## Dataset entries
<<<<

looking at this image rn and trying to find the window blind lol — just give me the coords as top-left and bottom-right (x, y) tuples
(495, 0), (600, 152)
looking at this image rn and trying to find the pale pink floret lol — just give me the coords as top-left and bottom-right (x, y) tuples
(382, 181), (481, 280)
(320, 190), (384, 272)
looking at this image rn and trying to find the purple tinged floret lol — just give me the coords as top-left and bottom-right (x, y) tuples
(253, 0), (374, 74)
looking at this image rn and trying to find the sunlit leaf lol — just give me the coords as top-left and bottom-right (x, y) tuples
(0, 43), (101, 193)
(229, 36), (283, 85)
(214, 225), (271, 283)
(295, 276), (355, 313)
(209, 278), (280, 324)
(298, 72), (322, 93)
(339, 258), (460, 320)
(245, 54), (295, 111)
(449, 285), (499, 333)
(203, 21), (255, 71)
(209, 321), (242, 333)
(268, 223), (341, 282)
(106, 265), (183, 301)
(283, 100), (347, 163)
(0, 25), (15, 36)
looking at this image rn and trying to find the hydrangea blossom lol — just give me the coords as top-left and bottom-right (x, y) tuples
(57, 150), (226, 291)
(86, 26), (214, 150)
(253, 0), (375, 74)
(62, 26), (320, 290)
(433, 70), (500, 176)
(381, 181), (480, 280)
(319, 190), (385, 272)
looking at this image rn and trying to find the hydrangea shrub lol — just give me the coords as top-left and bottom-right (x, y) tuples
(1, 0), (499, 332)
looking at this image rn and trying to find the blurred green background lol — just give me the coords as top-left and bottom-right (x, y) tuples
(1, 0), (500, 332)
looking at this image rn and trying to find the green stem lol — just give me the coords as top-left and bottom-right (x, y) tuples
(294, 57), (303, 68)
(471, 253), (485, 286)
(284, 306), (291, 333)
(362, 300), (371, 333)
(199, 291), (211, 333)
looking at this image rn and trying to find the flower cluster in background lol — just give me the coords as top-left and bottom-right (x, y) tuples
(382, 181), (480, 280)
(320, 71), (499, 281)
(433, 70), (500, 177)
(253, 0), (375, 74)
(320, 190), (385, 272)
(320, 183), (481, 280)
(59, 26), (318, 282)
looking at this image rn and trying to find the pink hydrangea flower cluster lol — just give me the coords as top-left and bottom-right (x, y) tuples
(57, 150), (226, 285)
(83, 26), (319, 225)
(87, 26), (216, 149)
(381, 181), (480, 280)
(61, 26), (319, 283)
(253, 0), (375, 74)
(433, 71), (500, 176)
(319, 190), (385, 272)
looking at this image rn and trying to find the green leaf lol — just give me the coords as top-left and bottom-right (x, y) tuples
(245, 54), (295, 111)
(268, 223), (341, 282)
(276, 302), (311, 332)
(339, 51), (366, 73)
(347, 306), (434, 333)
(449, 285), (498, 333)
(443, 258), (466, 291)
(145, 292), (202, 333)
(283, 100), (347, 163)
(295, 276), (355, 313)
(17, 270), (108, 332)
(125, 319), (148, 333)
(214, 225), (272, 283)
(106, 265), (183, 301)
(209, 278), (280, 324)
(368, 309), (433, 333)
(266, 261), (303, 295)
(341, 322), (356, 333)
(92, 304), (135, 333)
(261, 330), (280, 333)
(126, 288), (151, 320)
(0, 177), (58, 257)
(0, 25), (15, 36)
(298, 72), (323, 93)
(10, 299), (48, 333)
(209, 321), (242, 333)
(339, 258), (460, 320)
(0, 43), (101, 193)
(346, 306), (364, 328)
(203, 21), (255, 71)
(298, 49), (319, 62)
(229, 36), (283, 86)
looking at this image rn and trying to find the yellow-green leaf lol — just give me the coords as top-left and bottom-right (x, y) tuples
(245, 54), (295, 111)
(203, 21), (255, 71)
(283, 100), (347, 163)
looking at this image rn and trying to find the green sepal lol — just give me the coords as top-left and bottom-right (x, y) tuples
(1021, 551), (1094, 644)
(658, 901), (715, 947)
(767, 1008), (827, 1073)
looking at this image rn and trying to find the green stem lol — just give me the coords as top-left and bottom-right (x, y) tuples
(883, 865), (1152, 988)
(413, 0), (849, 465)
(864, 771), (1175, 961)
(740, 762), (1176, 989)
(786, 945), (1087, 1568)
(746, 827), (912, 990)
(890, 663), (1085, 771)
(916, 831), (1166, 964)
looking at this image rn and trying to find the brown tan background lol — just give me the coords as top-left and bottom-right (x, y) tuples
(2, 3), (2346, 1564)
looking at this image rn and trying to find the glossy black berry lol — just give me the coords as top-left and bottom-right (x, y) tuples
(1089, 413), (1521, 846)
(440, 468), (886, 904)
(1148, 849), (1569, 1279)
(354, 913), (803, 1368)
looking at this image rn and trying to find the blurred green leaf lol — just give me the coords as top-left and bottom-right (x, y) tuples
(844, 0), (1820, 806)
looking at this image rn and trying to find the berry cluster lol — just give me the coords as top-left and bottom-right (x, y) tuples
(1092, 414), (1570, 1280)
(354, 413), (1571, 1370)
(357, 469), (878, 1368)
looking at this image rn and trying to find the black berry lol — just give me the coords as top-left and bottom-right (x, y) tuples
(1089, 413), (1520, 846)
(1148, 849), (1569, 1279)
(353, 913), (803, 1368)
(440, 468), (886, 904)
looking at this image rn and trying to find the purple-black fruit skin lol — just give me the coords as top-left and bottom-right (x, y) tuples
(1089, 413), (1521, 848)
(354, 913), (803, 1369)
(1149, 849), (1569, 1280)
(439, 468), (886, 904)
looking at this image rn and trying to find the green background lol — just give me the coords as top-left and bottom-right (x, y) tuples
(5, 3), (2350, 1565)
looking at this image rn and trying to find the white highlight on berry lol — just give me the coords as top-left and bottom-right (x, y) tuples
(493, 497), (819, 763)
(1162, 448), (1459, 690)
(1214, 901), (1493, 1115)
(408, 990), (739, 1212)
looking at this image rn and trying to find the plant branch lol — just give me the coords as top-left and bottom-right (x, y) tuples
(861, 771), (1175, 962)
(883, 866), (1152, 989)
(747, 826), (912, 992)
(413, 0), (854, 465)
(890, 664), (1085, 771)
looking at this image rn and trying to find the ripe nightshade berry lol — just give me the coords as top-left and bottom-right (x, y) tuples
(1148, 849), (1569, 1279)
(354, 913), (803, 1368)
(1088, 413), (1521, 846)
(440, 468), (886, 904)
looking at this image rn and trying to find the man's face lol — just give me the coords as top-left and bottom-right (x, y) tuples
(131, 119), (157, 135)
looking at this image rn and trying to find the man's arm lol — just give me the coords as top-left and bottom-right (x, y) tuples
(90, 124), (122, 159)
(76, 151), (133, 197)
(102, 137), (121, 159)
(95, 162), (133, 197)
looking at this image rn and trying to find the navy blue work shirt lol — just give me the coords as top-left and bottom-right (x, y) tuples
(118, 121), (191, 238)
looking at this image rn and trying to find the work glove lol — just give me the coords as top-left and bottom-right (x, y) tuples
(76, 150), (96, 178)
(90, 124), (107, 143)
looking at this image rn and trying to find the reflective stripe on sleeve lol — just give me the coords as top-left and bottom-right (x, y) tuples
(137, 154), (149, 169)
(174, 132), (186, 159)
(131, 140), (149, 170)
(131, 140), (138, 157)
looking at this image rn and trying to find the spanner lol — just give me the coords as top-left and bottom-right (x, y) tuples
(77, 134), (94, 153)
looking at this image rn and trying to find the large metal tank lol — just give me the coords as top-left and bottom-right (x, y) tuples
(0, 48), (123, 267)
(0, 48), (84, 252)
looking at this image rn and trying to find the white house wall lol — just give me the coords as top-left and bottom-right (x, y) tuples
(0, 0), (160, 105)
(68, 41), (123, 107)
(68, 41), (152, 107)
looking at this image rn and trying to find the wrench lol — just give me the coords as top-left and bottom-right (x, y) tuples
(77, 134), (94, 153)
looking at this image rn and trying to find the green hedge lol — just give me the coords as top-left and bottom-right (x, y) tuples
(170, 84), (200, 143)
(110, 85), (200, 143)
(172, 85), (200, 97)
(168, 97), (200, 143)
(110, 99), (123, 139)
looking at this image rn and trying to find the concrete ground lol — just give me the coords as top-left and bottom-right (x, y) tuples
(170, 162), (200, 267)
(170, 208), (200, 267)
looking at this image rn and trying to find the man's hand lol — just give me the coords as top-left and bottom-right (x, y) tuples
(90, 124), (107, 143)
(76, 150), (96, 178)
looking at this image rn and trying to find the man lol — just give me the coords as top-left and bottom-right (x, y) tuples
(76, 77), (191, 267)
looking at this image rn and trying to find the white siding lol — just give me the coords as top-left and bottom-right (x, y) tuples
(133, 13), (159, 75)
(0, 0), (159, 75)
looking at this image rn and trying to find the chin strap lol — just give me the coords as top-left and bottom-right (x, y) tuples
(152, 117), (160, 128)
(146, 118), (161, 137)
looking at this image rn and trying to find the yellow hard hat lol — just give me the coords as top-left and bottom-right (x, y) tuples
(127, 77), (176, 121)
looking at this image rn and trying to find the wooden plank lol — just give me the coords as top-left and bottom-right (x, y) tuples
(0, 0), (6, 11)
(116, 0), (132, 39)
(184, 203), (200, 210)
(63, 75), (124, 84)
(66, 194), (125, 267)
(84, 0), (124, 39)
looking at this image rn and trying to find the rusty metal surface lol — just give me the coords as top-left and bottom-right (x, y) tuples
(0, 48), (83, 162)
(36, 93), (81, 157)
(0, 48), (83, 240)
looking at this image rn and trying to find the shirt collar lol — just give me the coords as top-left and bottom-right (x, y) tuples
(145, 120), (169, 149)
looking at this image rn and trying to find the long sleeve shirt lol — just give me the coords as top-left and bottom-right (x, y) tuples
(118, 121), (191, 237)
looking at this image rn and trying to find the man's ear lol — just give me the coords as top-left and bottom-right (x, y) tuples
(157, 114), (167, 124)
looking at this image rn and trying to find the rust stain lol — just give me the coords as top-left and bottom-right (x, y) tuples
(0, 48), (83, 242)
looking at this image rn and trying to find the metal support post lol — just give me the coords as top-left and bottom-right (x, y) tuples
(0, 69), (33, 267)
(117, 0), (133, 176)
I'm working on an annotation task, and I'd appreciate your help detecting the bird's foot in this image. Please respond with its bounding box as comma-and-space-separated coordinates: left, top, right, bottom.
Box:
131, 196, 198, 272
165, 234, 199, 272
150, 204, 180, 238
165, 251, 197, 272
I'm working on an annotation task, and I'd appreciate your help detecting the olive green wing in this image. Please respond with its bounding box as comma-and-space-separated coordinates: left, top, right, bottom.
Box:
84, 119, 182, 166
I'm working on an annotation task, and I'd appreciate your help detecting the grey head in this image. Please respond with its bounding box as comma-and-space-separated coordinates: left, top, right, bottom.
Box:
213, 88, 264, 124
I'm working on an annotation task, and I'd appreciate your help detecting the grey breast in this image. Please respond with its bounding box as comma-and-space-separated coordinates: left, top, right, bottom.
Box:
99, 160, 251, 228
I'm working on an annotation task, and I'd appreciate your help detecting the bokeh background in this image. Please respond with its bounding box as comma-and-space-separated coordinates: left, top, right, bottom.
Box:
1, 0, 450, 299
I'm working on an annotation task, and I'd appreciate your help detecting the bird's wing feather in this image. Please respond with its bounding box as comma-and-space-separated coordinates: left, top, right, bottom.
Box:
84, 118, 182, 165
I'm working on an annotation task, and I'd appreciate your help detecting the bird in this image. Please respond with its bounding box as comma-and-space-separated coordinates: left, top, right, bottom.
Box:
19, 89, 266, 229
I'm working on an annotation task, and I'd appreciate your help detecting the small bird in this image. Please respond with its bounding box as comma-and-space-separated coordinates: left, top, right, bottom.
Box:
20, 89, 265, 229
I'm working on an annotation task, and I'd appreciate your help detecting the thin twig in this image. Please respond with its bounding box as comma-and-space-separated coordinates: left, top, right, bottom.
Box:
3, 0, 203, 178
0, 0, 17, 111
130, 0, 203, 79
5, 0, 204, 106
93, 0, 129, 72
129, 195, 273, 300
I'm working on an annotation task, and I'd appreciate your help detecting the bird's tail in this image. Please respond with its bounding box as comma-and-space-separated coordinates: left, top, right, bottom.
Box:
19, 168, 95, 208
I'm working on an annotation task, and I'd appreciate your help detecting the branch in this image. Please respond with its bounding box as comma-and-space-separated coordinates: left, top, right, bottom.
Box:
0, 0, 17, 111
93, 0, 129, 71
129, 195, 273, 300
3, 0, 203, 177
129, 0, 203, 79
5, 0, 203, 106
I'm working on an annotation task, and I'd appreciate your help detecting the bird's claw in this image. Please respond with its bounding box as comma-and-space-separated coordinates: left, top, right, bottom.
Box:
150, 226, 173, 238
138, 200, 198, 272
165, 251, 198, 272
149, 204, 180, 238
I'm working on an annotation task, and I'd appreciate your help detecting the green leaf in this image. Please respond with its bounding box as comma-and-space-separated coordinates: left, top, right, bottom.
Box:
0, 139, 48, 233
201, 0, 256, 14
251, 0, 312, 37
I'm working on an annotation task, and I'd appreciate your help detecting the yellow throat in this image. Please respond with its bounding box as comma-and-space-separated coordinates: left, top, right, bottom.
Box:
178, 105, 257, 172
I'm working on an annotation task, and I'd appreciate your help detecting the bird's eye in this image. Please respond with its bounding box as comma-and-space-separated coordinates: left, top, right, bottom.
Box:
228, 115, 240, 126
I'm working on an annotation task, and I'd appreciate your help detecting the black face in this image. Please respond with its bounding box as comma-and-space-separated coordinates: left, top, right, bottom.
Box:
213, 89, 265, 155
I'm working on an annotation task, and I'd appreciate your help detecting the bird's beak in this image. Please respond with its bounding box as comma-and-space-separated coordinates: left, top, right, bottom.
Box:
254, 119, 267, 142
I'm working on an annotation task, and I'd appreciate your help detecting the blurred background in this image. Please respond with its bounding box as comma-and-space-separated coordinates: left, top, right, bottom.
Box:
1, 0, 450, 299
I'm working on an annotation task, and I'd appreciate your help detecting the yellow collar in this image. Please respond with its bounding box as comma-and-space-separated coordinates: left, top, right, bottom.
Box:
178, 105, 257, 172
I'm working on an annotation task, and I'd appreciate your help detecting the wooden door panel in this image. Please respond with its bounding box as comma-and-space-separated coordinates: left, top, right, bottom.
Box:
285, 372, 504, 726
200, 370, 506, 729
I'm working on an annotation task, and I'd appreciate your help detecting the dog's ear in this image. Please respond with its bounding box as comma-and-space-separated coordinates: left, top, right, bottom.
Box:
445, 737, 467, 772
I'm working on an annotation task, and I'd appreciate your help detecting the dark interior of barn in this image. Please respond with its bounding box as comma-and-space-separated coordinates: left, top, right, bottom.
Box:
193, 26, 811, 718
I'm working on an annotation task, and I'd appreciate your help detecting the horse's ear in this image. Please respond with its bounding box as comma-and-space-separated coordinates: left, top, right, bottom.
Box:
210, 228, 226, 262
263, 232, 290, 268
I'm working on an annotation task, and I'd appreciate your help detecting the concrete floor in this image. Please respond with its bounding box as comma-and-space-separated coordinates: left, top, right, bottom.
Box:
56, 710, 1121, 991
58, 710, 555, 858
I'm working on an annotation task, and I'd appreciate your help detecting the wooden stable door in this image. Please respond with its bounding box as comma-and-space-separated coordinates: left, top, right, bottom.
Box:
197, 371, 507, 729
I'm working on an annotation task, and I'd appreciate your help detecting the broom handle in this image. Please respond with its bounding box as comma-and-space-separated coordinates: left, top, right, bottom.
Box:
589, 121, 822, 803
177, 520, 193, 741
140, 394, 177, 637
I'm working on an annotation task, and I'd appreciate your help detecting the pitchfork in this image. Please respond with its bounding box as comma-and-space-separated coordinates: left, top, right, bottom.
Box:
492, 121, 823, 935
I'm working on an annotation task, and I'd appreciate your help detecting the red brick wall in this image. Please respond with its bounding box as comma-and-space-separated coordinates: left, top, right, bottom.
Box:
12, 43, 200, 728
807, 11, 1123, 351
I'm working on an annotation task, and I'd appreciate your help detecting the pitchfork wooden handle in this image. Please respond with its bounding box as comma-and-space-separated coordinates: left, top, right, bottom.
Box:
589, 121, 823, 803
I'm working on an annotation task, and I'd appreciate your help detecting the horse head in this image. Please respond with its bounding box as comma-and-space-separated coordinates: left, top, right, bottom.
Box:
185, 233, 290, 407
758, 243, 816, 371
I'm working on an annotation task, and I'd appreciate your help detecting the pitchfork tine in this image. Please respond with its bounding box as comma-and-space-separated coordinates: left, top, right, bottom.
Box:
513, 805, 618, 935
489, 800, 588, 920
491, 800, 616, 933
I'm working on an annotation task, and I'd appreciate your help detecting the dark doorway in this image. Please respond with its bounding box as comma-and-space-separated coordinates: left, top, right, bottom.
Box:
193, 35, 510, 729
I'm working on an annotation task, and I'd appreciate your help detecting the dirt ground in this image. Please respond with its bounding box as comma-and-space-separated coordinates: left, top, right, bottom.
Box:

>>>>

## WORK REQUIRED
Find each line of the data above that holds the word "dark", then copy it.

## EXERCISE OUTPUT
I'm working on an annotation task, and I'd appreciate your help detecting the dark interior of barn in this image. Please respond with its bounding box as comma-and-space-separated coordinates: left, top, right, bottom.
I'm working on an annotation task, and I'd appreciate your help detecting the dark doorway in this image. Please respond with its bounding box as comma-and-space-separated coordinates: left, top, right, bottom.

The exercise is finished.